Begin

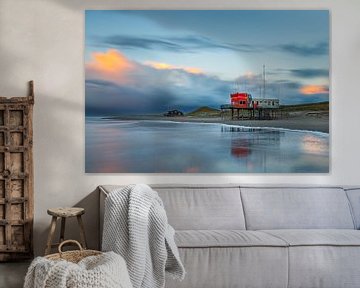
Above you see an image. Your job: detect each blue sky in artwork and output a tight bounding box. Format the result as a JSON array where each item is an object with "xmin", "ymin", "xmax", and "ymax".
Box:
[{"xmin": 85, "ymin": 10, "xmax": 329, "ymax": 115}]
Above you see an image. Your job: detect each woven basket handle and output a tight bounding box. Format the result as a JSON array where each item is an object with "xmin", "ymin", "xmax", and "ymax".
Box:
[{"xmin": 58, "ymin": 240, "xmax": 84, "ymax": 257}]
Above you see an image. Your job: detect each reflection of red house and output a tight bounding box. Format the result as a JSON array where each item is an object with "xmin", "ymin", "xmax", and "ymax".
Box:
[
  {"xmin": 230, "ymin": 92, "xmax": 253, "ymax": 108},
  {"xmin": 231, "ymin": 140, "xmax": 250, "ymax": 158}
]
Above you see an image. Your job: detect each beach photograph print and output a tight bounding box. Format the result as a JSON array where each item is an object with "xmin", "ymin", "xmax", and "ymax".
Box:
[{"xmin": 84, "ymin": 10, "xmax": 330, "ymax": 173}]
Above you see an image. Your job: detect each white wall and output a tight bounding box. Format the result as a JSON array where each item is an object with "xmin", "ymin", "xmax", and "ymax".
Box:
[{"xmin": 0, "ymin": 0, "xmax": 360, "ymax": 253}]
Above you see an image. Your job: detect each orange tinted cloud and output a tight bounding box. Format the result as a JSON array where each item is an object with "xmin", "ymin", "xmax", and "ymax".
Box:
[
  {"xmin": 300, "ymin": 85, "xmax": 329, "ymax": 95},
  {"xmin": 145, "ymin": 61, "xmax": 203, "ymax": 74},
  {"xmin": 86, "ymin": 49, "xmax": 136, "ymax": 83}
]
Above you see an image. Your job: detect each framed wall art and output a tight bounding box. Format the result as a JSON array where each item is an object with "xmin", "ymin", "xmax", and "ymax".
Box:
[{"xmin": 85, "ymin": 10, "xmax": 330, "ymax": 173}]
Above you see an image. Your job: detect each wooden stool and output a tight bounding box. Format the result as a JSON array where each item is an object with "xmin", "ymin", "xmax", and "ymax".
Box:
[{"xmin": 45, "ymin": 207, "xmax": 87, "ymax": 255}]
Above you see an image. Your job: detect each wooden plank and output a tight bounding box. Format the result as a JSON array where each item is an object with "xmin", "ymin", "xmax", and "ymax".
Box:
[{"xmin": 0, "ymin": 81, "xmax": 34, "ymax": 261}]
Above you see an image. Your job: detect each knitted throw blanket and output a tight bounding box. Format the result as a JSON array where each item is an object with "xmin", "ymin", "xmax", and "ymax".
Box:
[
  {"xmin": 24, "ymin": 252, "xmax": 132, "ymax": 288},
  {"xmin": 102, "ymin": 184, "xmax": 185, "ymax": 288}
]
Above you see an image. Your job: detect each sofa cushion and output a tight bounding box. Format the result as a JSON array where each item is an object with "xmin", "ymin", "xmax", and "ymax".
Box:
[
  {"xmin": 166, "ymin": 247, "xmax": 288, "ymax": 288},
  {"xmin": 345, "ymin": 188, "xmax": 360, "ymax": 229},
  {"xmin": 288, "ymin": 246, "xmax": 360, "ymax": 288},
  {"xmin": 153, "ymin": 186, "xmax": 245, "ymax": 230},
  {"xmin": 262, "ymin": 229, "xmax": 360, "ymax": 246},
  {"xmin": 241, "ymin": 187, "xmax": 354, "ymax": 230},
  {"xmin": 175, "ymin": 230, "xmax": 288, "ymax": 248}
]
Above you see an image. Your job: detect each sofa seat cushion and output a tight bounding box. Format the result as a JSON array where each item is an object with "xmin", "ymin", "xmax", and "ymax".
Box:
[
  {"xmin": 175, "ymin": 230, "xmax": 288, "ymax": 248},
  {"xmin": 262, "ymin": 229, "xmax": 360, "ymax": 246}
]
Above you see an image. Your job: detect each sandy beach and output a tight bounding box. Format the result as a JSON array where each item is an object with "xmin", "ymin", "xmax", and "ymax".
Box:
[{"xmin": 106, "ymin": 113, "xmax": 329, "ymax": 133}]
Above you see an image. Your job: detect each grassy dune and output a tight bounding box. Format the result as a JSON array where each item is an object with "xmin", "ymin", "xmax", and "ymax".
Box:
[{"xmin": 280, "ymin": 102, "xmax": 329, "ymax": 112}]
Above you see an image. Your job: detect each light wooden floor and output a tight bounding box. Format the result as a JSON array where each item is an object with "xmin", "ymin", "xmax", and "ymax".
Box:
[{"xmin": 0, "ymin": 261, "xmax": 30, "ymax": 288}]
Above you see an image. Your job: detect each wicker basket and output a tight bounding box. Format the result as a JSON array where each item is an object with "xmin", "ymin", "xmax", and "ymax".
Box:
[{"xmin": 45, "ymin": 240, "xmax": 102, "ymax": 263}]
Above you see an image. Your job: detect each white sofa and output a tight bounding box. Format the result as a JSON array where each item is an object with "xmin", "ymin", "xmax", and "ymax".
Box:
[{"xmin": 100, "ymin": 185, "xmax": 360, "ymax": 288}]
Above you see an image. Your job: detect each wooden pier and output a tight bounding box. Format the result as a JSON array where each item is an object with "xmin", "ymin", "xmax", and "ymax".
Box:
[{"xmin": 220, "ymin": 105, "xmax": 281, "ymax": 120}]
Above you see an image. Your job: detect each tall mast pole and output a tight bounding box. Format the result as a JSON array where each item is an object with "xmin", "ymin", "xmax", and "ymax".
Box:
[{"xmin": 263, "ymin": 64, "xmax": 266, "ymax": 98}]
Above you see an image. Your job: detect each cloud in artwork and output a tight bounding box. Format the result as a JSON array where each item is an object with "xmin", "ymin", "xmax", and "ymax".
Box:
[
  {"xmin": 86, "ymin": 50, "xmax": 229, "ymax": 115},
  {"xmin": 97, "ymin": 34, "xmax": 263, "ymax": 53},
  {"xmin": 85, "ymin": 49, "xmax": 136, "ymax": 83},
  {"xmin": 144, "ymin": 61, "xmax": 204, "ymax": 74},
  {"xmin": 97, "ymin": 34, "xmax": 329, "ymax": 57},
  {"xmin": 85, "ymin": 49, "xmax": 329, "ymax": 115},
  {"xmin": 288, "ymin": 68, "xmax": 329, "ymax": 78},
  {"xmin": 299, "ymin": 85, "xmax": 329, "ymax": 95},
  {"xmin": 277, "ymin": 42, "xmax": 329, "ymax": 56}
]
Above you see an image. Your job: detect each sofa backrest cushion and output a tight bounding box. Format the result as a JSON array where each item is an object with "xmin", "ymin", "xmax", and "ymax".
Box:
[
  {"xmin": 152, "ymin": 186, "xmax": 245, "ymax": 230},
  {"xmin": 240, "ymin": 187, "xmax": 354, "ymax": 230},
  {"xmin": 345, "ymin": 188, "xmax": 360, "ymax": 229}
]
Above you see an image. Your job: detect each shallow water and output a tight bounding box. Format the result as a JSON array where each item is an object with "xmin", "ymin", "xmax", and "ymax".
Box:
[{"xmin": 85, "ymin": 118, "xmax": 329, "ymax": 173}]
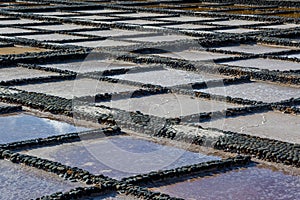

End

**Task brief**
List every line of the entries above that contains the word "beach".

**Solved exercise**
Above you see an image. Your job: detect each beach photograph print and output a tight bounding box. Format the result as a JSON array where each item is an object with "xmin", "ymin", "xmax", and "ymax".
Above you see an image. Your job: detect each sandy beach and output a tight bounding box. Format the result as a JSON array where each item is an object with "xmin", "ymin", "xmax", and "ymax".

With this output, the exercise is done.